BRANO DEL DOCUMENTO:
************

Di fronte alla crisi del debito sovrano e alle prospettive di recessione del nostro Paese e dell’Eurozona, le paure e le incertezze legate soprattutto alla disoccupazione giovanile rischiano di fiaccare la fiducia in noi stessi e di indebolire la speranza e il credo nelle capacità delle nazioni e dei popoli europei di risollevarsi e di rilanciare la crescita.

Accanto alle problematiche sollevate dalla stabilità dei conti e delle finanze pubbliche, si pone però una questione ancora più grave che riguarda la “stabilità dell’uomo” e dell’Occidente come punto di riferimento etico e culturale, acuita dai fatti dell’11 settembre e dalla deriva nichilista del nostro tempo.

Bisogna invertire questa tendenza e gettare i semi del cambiamento, impegnandosi con determinazione per introdurre riforme strutturali che riportino al centro dell’azione dei governi la cultura europea attraverso l’investimento in conoscenza, il merito, la valorizzazione del capitale umano e dei beni relazionali, che oltre a stimolare l’innovazione, la competitività e la produttività, sono capaci anche di generare importanti “esternalità positive”, come la trasmissione intergenerazionale di valori, il senso civico ed etico, il rispetto delle regole e la coesione sociale.

************

COMPITI:
1. Nel brano sulla crisi del debito sovrano, riporta la parte che si apre con le parole contenenti "Di fronte alla" e si chiude con "rilanciare la crescita.", sostituendo "disoccupazione giovanile" con "precarietà lavorativa".
2. Prosegui il brano sulla crisi del debito sovrano a partire dal punto in cui termina.
I record non hanno alcun legame con il brano.

************

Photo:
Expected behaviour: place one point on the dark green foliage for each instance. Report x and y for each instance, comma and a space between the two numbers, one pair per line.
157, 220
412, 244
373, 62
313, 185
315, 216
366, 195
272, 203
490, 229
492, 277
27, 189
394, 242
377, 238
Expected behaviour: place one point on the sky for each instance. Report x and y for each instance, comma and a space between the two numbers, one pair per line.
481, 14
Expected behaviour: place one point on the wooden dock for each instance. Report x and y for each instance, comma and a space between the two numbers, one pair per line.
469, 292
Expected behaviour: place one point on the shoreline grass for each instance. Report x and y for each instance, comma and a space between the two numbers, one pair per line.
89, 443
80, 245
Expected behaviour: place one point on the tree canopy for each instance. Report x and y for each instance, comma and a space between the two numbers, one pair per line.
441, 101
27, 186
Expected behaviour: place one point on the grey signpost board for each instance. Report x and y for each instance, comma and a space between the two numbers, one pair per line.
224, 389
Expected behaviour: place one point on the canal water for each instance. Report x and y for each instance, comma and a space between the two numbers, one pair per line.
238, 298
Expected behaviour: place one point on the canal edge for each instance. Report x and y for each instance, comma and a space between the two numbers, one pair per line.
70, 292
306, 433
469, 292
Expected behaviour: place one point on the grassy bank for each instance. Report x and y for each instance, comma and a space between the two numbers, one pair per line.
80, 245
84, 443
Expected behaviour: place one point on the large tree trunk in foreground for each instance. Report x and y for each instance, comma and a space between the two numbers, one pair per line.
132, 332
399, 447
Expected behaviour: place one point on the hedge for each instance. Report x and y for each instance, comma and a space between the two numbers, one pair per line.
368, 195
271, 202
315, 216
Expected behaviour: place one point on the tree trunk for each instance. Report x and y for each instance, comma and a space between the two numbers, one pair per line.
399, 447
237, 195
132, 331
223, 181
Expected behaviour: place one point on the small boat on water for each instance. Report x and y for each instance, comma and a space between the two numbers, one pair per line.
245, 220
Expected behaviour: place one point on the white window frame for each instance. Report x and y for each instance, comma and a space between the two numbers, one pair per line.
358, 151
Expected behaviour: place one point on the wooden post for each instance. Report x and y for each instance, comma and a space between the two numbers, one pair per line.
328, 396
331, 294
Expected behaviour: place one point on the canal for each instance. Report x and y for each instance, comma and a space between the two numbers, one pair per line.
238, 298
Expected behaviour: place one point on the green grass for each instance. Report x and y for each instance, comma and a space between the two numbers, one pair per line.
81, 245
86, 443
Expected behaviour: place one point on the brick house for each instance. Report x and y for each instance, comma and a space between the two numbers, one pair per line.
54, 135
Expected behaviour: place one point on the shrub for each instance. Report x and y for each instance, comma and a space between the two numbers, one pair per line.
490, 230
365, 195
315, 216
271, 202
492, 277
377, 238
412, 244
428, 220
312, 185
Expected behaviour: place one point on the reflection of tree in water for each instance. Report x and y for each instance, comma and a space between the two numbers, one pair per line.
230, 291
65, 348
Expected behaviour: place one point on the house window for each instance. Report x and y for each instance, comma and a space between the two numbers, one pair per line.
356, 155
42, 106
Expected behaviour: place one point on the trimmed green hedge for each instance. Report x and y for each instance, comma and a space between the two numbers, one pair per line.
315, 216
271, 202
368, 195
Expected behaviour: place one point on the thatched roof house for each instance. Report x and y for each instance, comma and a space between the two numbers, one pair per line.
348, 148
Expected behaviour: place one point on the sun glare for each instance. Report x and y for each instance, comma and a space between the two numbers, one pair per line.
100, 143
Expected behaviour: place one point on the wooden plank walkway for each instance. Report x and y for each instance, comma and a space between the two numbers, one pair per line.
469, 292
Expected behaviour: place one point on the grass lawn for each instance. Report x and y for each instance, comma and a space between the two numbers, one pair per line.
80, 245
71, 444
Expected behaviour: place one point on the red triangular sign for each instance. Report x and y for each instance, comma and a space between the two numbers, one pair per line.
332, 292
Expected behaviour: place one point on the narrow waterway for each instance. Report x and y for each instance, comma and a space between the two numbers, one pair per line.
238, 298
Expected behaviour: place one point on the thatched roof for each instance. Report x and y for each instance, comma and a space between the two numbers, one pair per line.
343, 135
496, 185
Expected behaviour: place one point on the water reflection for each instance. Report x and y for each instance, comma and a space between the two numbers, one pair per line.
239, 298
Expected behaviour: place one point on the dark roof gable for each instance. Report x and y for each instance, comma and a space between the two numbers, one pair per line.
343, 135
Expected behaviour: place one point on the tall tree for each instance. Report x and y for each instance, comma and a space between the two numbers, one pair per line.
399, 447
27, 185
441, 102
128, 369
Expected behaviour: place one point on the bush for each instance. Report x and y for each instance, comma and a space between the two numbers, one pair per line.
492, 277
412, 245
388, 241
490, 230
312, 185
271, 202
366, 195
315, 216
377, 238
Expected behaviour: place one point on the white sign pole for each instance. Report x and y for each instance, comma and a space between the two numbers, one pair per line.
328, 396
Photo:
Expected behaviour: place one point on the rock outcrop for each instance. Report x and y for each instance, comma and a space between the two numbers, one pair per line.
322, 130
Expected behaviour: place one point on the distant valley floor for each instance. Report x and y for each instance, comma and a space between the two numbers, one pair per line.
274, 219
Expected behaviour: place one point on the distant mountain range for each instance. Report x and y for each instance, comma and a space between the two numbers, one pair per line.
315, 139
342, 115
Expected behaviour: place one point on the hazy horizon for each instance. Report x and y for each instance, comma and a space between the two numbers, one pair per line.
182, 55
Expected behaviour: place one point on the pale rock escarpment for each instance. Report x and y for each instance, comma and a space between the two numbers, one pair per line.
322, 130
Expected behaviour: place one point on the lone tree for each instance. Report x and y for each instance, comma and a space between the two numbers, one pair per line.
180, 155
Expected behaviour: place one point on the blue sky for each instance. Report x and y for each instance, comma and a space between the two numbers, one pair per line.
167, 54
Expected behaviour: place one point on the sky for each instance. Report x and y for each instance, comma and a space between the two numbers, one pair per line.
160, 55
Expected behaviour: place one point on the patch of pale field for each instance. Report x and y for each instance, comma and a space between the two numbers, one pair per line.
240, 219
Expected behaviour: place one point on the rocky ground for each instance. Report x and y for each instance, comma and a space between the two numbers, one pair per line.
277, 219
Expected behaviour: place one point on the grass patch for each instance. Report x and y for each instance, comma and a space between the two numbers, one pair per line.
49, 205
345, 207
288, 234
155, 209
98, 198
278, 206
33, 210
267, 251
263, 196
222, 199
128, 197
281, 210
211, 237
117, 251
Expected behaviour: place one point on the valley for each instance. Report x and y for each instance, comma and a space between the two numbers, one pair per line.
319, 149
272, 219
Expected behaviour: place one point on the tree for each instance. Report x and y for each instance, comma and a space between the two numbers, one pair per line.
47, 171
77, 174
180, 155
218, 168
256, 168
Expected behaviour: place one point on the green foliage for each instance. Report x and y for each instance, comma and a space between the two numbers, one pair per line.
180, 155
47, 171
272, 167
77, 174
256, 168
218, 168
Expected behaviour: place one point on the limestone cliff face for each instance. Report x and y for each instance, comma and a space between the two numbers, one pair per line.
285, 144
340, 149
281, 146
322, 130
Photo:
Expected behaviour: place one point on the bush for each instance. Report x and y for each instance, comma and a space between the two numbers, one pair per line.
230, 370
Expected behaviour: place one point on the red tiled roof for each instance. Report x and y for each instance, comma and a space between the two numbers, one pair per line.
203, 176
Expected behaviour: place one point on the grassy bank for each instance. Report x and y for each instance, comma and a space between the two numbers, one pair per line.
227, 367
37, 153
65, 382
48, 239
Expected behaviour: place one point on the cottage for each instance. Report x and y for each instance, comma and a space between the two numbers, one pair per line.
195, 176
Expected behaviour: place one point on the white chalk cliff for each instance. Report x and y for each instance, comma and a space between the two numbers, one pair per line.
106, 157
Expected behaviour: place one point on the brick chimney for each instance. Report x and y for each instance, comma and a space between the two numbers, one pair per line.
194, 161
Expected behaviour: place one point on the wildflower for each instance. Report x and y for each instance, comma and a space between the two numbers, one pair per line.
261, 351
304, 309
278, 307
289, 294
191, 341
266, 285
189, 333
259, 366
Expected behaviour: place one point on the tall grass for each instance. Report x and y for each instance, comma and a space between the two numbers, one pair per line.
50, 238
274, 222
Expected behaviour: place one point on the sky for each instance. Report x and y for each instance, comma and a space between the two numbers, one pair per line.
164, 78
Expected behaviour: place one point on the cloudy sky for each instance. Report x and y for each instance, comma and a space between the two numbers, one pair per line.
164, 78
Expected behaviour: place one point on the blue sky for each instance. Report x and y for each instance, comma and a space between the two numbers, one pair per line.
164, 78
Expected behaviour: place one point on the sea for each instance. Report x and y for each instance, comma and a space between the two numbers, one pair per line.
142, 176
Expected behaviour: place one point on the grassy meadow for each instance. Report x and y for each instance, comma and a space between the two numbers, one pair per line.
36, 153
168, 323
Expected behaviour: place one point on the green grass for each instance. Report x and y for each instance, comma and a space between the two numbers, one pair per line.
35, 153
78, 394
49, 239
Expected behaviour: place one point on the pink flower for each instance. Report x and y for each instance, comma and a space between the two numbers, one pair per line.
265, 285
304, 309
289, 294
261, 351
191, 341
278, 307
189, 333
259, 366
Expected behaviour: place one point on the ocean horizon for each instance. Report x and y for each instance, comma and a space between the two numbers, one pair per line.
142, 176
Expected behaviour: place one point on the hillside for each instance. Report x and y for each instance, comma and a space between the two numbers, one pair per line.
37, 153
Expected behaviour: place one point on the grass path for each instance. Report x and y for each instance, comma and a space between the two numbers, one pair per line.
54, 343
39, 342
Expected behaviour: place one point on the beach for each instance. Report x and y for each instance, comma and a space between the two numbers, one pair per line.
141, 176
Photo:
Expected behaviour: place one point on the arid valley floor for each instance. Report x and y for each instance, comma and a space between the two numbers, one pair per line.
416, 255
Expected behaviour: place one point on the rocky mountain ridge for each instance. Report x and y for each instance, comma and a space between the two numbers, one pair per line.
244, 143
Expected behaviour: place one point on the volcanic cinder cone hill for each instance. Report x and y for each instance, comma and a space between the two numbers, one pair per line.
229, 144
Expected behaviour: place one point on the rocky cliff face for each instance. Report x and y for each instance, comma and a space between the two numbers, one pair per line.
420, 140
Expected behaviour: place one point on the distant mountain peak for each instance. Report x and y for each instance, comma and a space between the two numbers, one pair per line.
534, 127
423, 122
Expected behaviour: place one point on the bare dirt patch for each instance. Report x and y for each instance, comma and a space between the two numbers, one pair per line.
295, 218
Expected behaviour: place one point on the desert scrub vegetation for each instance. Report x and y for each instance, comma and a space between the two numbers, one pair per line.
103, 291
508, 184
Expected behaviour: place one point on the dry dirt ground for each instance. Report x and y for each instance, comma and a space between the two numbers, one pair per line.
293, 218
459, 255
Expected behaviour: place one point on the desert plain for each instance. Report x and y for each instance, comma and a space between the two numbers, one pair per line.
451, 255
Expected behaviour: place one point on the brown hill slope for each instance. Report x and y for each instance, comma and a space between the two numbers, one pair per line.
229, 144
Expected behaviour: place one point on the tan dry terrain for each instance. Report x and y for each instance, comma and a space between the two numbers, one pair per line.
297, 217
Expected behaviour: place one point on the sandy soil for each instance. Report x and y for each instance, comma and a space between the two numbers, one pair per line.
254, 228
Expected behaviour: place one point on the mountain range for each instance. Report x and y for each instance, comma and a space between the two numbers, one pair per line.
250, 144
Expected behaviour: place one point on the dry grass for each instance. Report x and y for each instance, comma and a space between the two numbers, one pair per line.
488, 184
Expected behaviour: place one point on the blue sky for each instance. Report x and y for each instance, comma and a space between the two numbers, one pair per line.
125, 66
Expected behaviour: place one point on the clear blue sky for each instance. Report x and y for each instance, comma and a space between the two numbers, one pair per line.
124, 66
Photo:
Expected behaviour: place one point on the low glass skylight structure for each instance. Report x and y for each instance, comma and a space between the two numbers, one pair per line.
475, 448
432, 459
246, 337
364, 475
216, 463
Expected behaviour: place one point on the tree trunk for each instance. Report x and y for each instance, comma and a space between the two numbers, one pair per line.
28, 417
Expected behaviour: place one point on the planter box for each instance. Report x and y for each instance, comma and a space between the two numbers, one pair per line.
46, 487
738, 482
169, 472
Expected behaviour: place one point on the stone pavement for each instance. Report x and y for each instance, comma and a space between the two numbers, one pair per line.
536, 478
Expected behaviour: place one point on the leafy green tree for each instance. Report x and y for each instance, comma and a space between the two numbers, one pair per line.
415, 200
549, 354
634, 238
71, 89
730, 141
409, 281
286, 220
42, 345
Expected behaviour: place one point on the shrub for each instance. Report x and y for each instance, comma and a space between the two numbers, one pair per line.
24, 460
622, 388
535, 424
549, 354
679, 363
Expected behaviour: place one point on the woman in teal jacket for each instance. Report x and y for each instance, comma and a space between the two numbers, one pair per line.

************

SOLUZIONI:
1.
Di fronte alla crisi del debito sovrano e alle prospettive di recessione del nostro Paese e dell’Eurozona, le paure e le incertezze legate soprattutto alla precarietà lavorativa rischiano di fiaccare la fiducia in noi stessi e di indebolire la speranza e il credo nelle capacità delle nazioni e dei popoli europei di risollevarsi e di rilanciare la crescita.

2.
La crisi, infatti, ci impegna a riprogettare il nostro cammino, a gestire il cambiamento con coraggio e a guardare al futuro con speranza, ripensando innanzitutto i principi, le regole, i processi e gli strumenti di una nuova politica economica europea, ripartendo da un rinnovato patto di fiducia tra Stato, mercato e società civile.

Su questi pilastri si fondano la credibilità delle istituzioni europee e di qualsiasi politica nazionale che, dopo il rigore e l’austerità, intendano rilanciare seriamente l’occupazione e la crescita nella vecchia e stanca Europa, restituendo soprattutto speranza e futuro ai giovani.

Per andare oltre la crisi e cercare di rifondare la solidità dell’economia europea e l’efficacia delle risposte globali, bisogna confrontarsi su proposte che superino i momenti della miopia politica e delle divisioni, aprendo una prospettiva nuova per l´economia europea.

La finanza pubblica europea dovrà esser lo strumento di un sistema economico-sociale sempre più coeso e sostenibile, guidato da lungimiranza e responsabilità sociale per le generazioni presenti e future.

Il c.d. SIX Pack e il coordinamento delle politiche economiche offrono una prima risposta al bisogno di una governance europea più efficace e centrata sul principio di sussidiarietà come riferimento politico e culturale di un sistema multilivello, che riporti al centro la responsabilità, la persona e la società civile.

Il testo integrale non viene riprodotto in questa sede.